--- Start of Data for the task ---
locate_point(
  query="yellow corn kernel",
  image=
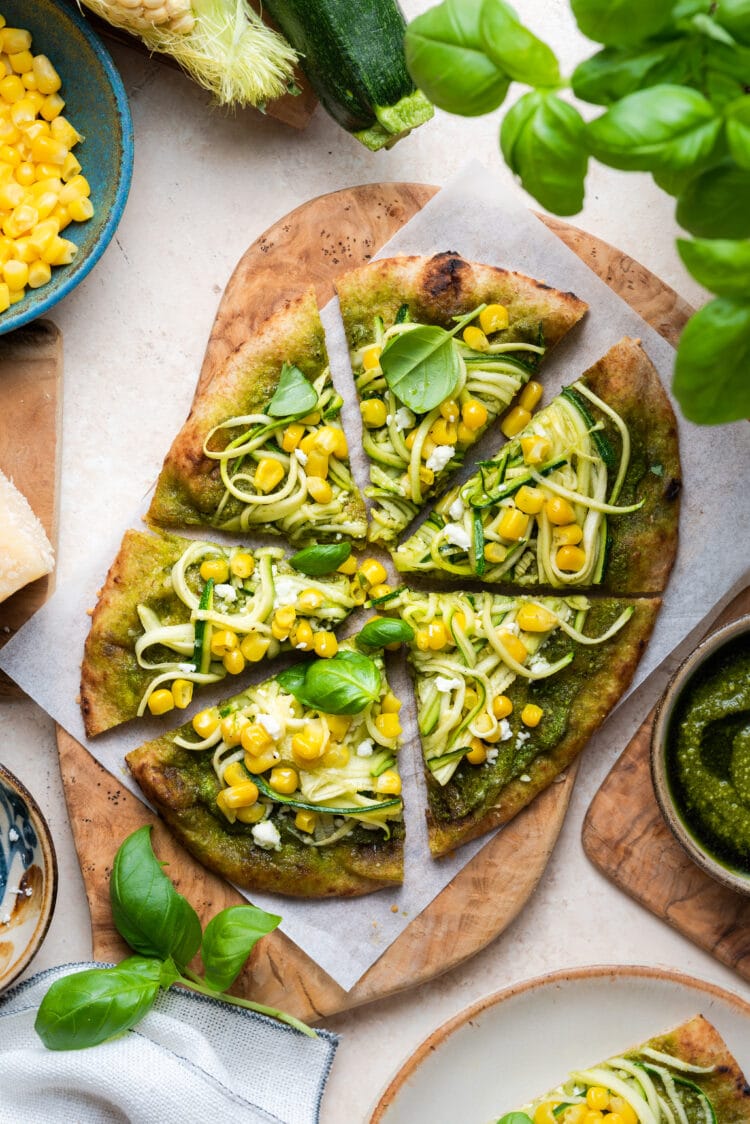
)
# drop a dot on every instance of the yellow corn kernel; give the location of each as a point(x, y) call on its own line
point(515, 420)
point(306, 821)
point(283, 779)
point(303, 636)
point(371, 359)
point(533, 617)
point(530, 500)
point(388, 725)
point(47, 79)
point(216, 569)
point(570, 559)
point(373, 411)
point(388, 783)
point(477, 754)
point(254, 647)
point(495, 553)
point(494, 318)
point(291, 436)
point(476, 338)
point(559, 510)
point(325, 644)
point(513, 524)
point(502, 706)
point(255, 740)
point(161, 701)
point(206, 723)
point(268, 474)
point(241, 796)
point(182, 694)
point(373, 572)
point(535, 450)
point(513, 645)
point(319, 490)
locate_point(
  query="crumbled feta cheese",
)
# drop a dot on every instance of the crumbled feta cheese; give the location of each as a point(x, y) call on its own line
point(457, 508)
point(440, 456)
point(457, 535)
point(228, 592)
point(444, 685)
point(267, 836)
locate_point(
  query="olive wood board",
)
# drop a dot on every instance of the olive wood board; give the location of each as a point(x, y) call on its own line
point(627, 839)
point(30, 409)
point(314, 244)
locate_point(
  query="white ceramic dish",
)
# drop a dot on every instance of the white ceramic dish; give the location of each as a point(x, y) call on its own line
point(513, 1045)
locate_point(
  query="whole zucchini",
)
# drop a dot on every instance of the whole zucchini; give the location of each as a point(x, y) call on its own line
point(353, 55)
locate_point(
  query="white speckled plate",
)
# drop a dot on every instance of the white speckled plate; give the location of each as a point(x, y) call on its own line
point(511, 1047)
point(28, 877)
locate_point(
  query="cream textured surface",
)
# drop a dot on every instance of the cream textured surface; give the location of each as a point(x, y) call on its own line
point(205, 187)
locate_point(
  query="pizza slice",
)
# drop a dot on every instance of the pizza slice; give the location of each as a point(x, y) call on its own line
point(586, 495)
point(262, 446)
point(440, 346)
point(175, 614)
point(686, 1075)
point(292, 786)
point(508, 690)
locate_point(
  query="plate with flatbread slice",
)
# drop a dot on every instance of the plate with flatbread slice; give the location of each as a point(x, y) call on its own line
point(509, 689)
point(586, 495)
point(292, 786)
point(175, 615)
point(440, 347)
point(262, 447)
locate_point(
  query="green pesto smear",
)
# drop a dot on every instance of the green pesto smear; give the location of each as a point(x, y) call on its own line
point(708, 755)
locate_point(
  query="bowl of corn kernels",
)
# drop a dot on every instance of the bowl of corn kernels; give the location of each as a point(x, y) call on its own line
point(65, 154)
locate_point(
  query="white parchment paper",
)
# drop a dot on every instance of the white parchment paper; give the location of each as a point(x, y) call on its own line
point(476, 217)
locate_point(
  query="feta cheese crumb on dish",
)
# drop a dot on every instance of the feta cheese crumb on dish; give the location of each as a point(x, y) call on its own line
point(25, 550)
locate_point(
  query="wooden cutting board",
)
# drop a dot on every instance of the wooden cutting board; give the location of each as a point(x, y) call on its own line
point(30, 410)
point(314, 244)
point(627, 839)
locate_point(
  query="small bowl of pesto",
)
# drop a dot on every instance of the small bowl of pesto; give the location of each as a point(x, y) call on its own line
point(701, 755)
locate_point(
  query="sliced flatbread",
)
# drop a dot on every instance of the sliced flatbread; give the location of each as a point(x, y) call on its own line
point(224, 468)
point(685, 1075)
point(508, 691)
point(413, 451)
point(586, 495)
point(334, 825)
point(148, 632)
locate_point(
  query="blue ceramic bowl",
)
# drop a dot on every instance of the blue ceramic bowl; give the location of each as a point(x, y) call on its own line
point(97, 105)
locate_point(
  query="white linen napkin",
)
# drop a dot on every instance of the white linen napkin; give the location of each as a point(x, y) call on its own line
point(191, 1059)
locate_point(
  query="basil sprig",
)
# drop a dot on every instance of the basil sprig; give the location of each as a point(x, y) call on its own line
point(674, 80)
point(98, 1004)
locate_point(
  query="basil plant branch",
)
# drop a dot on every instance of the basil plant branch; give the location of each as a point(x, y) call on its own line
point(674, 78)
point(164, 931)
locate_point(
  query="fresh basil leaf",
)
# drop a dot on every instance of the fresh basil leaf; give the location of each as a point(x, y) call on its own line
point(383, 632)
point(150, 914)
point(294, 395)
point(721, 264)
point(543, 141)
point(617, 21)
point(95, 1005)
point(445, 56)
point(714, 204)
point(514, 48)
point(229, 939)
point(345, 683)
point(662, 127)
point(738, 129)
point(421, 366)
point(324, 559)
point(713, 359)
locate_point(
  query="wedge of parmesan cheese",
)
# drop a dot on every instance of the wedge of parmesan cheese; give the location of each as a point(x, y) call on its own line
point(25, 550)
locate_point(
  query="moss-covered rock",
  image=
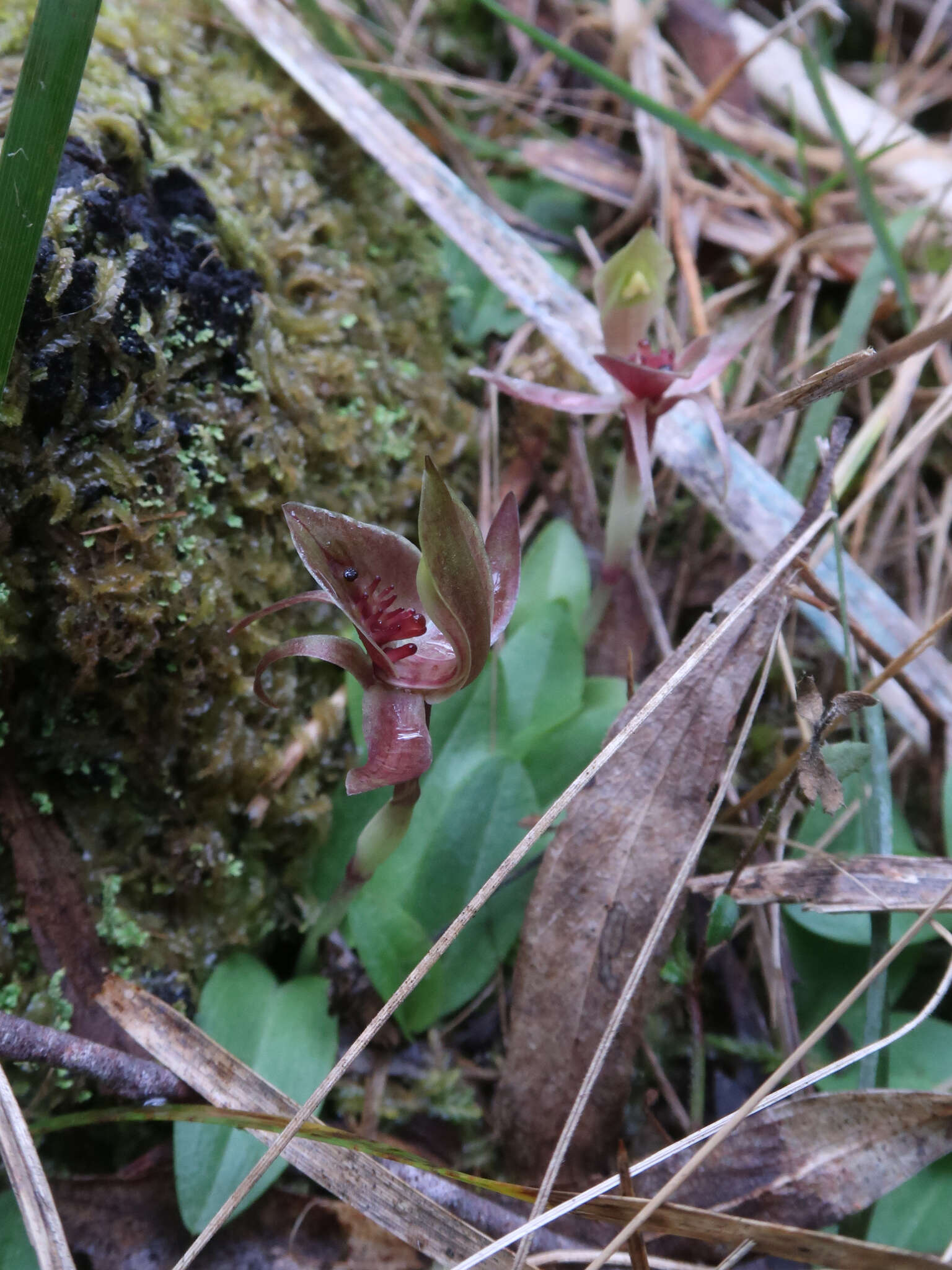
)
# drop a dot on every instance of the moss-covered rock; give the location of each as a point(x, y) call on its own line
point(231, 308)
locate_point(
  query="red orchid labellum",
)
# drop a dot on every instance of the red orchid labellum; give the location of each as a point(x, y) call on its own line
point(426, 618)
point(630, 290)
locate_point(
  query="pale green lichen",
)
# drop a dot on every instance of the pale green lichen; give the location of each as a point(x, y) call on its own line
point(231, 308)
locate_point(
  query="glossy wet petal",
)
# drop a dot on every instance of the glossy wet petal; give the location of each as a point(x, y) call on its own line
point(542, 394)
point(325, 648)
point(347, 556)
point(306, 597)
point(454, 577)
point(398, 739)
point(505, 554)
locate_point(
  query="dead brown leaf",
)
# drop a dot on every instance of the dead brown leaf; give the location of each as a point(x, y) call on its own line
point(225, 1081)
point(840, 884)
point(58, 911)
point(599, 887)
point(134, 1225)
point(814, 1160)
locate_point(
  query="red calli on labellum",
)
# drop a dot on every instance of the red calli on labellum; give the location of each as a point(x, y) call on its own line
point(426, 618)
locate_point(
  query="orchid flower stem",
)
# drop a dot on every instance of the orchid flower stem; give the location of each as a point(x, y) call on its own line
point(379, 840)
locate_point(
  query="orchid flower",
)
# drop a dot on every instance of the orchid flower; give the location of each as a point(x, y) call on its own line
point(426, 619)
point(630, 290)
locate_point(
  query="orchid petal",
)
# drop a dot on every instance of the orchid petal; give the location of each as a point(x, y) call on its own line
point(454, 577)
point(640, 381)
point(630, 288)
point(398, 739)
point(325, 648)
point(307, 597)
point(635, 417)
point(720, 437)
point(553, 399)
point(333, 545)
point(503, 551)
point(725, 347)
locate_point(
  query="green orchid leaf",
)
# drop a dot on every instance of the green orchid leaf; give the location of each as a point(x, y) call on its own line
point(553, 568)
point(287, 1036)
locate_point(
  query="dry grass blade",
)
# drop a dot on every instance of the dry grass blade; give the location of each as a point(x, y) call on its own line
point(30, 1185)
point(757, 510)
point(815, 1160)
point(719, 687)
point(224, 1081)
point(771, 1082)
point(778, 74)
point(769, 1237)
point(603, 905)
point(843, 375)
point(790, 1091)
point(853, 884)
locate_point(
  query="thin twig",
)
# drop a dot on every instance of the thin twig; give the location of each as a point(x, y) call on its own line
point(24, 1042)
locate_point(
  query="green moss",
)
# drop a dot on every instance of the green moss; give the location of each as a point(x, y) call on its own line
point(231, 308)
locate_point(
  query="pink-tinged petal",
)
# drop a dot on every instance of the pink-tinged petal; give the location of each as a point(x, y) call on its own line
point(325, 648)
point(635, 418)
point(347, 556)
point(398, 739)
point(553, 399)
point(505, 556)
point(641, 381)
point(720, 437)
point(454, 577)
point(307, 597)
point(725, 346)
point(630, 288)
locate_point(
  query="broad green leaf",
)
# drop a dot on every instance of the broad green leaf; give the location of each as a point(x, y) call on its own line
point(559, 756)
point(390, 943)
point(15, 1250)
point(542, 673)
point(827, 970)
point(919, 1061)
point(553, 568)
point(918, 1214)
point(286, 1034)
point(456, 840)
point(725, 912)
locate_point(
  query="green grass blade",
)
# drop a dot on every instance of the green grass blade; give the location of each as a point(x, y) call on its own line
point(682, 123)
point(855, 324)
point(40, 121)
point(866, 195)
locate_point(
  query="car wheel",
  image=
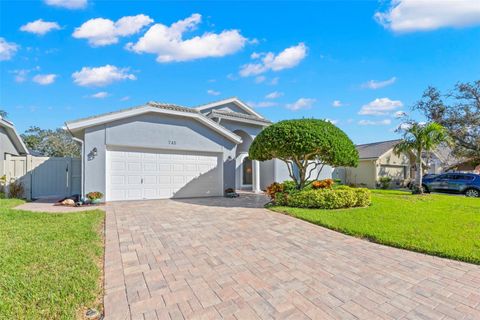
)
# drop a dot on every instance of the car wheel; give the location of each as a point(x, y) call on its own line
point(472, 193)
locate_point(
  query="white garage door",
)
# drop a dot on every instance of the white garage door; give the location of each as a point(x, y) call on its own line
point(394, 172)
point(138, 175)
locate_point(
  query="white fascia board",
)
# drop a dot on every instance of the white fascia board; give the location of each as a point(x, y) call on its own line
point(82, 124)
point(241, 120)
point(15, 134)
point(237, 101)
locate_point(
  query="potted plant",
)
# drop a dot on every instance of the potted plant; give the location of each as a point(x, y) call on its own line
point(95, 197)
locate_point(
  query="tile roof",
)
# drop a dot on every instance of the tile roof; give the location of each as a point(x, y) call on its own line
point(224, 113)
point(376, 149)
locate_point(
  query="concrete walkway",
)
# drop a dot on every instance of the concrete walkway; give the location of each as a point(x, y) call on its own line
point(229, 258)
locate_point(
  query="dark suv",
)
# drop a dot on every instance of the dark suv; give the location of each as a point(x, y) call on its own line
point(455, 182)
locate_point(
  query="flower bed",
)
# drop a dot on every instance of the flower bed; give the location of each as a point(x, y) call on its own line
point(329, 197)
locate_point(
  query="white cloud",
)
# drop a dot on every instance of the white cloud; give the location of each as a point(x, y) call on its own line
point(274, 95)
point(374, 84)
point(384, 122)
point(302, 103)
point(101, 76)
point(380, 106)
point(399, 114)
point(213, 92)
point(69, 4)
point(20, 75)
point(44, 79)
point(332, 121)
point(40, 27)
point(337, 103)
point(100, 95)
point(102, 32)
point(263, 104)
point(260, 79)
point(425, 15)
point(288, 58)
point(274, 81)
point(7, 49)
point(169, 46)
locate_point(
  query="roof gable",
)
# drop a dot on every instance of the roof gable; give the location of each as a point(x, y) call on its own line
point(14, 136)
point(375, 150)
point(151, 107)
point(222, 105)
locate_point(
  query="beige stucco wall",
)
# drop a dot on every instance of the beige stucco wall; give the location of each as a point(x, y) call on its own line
--- End of Data for the task ---
— Job —
Scale the entries from the very start through the line with "point(476, 338)", that line included, and write them out again with the requests kept in. Multiply each x and y coordinate in the answers by 0.75, round to whole numbers with halves going up, and leave out the pictures.

— Reply —
locate_point(
  query="yellow corn kernel",
  image=
)
# drop a dot on every instance of the yellow corn kernel; give the location of each as a point(x, y) call on its own line
point(386, 315)
point(230, 616)
point(212, 584)
point(227, 477)
point(278, 269)
point(400, 463)
point(398, 375)
point(291, 544)
point(35, 59)
point(162, 427)
point(428, 419)
point(280, 308)
point(291, 587)
point(358, 566)
point(191, 485)
point(371, 415)
point(371, 239)
point(218, 327)
point(357, 254)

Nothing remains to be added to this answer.